Can you reproduce each of the records below verbatim, line for line?

========

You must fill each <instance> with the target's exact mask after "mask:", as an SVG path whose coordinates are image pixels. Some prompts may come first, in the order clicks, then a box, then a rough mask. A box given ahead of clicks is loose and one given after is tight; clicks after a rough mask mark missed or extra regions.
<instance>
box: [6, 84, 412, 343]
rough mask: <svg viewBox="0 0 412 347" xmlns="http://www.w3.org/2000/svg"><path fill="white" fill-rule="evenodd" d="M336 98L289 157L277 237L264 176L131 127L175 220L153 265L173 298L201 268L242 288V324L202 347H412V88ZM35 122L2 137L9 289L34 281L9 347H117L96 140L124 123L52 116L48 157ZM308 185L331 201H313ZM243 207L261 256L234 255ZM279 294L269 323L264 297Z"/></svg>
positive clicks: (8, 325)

========

Expected answer:
You must fill each <instance> with the target's exact mask after "mask:", as an SVG path whose coordinates are image pixels. Some prompts may come first, in the order clicks, then a box, then a rough mask. A box given ahead of clicks is loose and one given after is tight; clicks after a rough mask mark missed or extra regions.
<instance>
box: [6, 84, 412, 343]
rough mask: <svg viewBox="0 0 412 347" xmlns="http://www.w3.org/2000/svg"><path fill="white" fill-rule="evenodd" d="M336 98L289 157L277 237L264 176L131 127L175 220L153 265L173 298L201 268L242 288V324L202 347H412V88ZM35 122L2 137L9 289L34 281L9 347H117L96 140L124 123L52 116L48 157ZM308 185L331 201H313ZM243 207L261 256L234 255ZM279 294L269 323L264 297Z"/></svg>
positive clicks: (8, 325)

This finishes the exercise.